-- Start --

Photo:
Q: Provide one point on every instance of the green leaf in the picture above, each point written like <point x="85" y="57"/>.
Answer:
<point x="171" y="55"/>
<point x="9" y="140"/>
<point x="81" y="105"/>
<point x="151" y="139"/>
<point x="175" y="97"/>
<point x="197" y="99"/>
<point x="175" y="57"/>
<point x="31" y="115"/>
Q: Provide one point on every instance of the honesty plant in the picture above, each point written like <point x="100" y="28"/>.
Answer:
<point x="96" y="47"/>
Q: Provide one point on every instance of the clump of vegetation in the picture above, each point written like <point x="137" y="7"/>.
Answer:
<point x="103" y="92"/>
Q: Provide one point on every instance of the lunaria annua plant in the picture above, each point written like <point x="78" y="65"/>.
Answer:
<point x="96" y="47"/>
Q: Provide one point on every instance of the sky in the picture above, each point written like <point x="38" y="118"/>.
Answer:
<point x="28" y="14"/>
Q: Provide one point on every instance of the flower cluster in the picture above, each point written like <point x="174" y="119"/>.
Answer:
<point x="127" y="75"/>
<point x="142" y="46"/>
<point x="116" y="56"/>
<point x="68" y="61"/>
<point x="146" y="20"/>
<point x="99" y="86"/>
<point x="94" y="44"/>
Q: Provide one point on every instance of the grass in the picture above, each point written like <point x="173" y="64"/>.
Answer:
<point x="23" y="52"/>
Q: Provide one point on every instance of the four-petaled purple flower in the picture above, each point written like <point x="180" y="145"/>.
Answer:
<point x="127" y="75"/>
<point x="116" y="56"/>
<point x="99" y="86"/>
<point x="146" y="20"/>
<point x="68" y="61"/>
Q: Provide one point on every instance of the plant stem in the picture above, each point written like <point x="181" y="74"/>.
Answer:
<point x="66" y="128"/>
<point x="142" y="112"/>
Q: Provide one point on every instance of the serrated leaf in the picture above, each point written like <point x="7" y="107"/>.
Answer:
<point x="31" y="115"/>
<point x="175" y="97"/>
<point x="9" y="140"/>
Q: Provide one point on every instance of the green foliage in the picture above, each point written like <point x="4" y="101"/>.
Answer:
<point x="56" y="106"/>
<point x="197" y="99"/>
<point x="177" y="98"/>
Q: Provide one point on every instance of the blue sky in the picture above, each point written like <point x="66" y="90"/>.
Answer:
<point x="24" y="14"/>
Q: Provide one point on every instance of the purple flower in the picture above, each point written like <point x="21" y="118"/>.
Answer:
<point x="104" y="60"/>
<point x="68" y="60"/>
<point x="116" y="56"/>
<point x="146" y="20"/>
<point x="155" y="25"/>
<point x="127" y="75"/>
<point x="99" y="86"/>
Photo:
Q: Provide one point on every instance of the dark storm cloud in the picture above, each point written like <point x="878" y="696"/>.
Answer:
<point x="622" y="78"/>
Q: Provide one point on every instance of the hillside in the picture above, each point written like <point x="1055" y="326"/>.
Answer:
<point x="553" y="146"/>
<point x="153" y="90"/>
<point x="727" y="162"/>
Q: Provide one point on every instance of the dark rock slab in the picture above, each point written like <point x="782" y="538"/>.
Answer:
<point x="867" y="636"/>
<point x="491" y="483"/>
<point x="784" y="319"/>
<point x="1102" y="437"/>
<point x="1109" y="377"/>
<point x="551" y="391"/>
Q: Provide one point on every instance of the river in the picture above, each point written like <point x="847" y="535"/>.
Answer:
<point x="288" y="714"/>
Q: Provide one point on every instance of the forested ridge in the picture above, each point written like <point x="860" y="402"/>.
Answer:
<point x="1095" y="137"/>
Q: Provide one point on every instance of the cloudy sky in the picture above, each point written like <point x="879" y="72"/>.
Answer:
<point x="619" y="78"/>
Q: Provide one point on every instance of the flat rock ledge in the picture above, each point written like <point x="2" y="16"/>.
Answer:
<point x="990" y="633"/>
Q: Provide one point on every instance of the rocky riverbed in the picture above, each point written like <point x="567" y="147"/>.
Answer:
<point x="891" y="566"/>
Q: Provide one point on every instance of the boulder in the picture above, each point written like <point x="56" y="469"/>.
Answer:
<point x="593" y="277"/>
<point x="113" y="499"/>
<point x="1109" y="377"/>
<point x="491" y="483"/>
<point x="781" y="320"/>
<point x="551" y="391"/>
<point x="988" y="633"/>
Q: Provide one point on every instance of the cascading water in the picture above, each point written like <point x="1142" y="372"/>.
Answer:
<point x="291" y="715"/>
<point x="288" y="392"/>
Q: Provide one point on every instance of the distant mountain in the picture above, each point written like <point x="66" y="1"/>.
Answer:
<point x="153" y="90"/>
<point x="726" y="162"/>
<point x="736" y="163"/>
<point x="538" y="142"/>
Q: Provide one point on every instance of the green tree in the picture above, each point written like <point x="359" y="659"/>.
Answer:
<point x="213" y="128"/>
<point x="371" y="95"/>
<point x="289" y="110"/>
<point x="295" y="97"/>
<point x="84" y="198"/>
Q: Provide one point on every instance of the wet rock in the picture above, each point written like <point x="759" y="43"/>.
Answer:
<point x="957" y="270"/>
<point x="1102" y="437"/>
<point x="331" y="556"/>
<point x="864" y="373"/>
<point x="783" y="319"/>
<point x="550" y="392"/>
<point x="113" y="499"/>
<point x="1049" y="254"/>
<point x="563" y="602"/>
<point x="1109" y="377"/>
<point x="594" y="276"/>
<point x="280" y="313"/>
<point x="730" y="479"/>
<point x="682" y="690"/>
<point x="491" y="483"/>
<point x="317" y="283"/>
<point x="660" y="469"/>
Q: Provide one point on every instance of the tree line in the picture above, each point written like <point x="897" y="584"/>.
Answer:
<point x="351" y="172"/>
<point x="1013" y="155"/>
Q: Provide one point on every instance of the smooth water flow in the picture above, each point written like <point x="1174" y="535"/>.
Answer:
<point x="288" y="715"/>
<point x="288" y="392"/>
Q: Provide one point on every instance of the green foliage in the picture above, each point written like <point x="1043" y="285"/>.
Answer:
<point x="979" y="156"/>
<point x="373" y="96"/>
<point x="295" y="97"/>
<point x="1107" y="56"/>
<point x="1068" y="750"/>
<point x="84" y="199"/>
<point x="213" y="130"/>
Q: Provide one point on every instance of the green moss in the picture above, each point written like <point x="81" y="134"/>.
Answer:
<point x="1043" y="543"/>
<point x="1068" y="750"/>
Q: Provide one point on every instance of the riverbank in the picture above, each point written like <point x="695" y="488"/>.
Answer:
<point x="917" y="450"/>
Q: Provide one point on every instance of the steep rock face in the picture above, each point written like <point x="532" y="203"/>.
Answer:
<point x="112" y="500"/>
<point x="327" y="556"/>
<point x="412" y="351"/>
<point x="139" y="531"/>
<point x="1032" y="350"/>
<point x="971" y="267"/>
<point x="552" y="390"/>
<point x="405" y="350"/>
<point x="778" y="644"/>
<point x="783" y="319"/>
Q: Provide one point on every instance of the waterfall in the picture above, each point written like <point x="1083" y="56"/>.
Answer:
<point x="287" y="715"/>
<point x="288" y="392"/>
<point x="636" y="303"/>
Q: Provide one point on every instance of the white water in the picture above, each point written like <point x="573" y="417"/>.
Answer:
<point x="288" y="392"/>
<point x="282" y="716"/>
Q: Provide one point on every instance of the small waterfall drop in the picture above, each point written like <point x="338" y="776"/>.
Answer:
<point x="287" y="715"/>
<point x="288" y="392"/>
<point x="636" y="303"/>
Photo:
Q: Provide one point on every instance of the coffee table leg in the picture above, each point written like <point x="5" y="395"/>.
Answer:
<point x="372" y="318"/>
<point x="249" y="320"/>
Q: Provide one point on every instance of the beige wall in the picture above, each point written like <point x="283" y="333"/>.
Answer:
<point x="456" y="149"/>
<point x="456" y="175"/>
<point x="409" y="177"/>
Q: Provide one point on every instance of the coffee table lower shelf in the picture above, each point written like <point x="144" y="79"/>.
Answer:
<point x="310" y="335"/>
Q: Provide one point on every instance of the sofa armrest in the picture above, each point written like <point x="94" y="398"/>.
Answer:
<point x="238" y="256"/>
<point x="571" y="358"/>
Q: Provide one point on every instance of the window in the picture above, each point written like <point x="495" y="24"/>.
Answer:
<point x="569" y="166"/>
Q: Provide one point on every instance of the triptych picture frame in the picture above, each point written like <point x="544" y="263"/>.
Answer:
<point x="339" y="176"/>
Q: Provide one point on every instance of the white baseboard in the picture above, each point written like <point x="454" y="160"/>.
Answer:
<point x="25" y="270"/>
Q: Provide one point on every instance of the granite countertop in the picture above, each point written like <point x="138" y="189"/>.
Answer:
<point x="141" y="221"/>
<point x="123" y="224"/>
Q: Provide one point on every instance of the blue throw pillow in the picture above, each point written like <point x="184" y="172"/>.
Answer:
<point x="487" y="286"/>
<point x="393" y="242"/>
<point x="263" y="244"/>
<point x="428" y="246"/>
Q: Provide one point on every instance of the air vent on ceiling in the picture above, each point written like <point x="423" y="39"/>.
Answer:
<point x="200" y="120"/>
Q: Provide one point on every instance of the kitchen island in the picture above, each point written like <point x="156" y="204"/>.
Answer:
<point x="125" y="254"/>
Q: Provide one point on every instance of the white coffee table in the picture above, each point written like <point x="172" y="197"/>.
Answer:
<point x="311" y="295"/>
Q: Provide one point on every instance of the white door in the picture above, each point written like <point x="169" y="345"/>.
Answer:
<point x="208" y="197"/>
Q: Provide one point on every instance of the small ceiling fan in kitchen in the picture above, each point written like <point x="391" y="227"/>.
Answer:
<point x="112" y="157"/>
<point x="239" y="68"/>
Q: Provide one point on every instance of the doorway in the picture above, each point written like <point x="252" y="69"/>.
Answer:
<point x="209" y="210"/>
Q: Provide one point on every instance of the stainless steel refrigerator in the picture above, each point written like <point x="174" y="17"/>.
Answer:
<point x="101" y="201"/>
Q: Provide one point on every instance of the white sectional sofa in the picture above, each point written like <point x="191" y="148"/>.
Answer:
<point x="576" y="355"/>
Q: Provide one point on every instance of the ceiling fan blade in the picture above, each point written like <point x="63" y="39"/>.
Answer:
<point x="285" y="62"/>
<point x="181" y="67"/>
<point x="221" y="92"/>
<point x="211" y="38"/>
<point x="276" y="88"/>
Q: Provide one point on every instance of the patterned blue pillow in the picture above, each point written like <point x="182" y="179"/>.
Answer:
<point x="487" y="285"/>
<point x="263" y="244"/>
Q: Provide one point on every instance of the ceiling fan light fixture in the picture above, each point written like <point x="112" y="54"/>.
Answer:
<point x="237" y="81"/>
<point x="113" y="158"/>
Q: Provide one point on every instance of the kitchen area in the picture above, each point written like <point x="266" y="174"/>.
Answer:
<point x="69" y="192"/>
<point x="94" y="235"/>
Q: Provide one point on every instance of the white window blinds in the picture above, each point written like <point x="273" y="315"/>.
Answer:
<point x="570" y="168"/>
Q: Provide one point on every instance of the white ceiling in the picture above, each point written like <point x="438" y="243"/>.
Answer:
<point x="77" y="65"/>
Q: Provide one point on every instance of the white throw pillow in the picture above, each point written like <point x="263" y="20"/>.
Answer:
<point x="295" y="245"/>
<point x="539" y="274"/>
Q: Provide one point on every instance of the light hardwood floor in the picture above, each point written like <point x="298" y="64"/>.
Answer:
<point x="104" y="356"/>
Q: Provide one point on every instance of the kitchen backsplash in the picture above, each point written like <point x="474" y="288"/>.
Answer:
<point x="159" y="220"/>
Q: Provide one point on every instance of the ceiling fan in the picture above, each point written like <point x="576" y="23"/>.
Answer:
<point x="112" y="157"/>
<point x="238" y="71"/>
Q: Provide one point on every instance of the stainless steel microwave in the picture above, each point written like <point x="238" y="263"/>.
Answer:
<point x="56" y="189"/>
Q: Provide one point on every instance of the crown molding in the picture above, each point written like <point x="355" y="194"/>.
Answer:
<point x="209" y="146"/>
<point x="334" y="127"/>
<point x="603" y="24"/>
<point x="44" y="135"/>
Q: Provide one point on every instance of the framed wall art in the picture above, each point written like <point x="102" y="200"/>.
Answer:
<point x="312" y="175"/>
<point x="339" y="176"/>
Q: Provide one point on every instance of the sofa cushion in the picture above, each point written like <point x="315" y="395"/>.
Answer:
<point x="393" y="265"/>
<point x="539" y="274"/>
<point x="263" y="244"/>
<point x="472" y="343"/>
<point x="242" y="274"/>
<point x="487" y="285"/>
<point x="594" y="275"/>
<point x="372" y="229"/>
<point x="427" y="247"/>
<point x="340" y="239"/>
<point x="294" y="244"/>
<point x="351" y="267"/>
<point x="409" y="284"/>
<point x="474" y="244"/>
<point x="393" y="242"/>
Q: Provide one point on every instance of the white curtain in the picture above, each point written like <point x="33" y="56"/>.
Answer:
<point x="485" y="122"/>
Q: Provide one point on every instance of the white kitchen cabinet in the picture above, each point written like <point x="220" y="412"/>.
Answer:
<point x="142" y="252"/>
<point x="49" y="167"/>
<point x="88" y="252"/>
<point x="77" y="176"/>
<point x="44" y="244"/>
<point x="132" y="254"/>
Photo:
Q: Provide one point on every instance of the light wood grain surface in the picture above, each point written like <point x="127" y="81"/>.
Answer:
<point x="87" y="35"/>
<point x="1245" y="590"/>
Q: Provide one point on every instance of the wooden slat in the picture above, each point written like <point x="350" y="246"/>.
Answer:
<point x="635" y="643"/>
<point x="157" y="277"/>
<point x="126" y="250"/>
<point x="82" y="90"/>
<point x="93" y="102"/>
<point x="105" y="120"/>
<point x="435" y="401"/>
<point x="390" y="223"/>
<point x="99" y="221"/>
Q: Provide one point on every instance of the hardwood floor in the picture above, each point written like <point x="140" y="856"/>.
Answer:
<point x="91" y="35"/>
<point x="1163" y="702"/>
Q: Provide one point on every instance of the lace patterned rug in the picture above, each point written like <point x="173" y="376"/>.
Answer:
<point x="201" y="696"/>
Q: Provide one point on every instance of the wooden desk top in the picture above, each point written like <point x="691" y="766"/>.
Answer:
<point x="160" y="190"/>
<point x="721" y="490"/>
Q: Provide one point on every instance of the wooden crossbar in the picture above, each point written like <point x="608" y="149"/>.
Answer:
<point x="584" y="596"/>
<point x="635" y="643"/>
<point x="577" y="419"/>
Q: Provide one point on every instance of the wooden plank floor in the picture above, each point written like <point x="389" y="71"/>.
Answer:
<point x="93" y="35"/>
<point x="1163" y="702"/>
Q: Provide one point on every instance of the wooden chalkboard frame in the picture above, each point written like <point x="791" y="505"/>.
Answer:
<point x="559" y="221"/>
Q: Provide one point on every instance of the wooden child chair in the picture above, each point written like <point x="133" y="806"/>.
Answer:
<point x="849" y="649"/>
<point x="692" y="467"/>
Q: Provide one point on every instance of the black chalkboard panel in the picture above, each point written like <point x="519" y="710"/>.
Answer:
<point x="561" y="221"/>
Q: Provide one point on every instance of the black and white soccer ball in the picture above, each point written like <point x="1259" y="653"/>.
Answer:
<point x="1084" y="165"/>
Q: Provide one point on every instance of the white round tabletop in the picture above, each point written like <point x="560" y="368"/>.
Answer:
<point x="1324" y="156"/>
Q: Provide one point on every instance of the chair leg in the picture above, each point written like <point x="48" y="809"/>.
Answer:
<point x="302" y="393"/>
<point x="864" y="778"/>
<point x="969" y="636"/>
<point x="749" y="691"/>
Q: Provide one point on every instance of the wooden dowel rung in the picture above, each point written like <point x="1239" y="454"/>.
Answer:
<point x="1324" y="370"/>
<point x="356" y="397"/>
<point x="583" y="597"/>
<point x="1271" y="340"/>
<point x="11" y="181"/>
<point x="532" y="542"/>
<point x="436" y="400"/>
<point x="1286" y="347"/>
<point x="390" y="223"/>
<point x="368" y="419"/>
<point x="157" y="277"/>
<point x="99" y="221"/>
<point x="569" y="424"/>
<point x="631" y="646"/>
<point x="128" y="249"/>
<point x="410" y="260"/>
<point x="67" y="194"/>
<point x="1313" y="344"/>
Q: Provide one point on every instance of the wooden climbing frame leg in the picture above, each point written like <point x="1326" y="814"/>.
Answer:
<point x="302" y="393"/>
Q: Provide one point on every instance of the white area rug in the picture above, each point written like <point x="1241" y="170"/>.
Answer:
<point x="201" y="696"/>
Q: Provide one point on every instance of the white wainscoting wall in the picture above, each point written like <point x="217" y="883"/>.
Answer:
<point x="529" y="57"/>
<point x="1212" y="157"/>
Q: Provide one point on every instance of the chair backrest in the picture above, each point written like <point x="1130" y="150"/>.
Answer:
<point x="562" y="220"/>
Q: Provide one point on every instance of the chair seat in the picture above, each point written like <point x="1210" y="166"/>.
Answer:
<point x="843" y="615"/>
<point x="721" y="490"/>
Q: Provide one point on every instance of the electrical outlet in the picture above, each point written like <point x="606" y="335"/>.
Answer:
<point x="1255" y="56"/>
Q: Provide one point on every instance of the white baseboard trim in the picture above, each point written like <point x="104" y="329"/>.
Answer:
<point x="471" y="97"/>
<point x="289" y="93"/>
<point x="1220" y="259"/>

-- End --

*The task:*
Your task is to write out the lines from the one with "Q: Provide one point on every instance of the wooden climbing" through the end of the records, exactly and with nothing added.

*The solution:*
Q: Provide one point on every instance of the wooden climbing frame leg in the picture above, each point written like <point x="1326" y="814"/>.
Answer:
<point x="302" y="393"/>
Q: Provide one point on every instance of the white area rug in the picture above, each point written like <point x="1241" y="170"/>.
Answer:
<point x="201" y="696"/>
Q: Provide one point on every instance of the white wainscoting wall in the picture above, each point written like <point x="217" y="883"/>.
Answer:
<point x="529" y="57"/>
<point x="1212" y="157"/>
Q: Provide one point on every instance of the chair backrest in the picture above, each point written like <point x="1130" y="150"/>.
Answer:
<point x="562" y="220"/>
Q: Provide one point on every instance of the chair seat in the picture above, each point written like <point x="1210" y="166"/>.
Answer:
<point x="843" y="615"/>
<point x="721" y="490"/>
Q: Provide one point on every instance of the electrical outlet in the picture above, each point written like <point x="606" y="335"/>.
Answer:
<point x="1255" y="56"/>
Q: Provide one point on every instance of the white baseboard trim in the picture above, each point written like <point x="104" y="329"/>.
Answer:
<point x="471" y="97"/>
<point x="289" y="93"/>
<point x="1220" y="259"/>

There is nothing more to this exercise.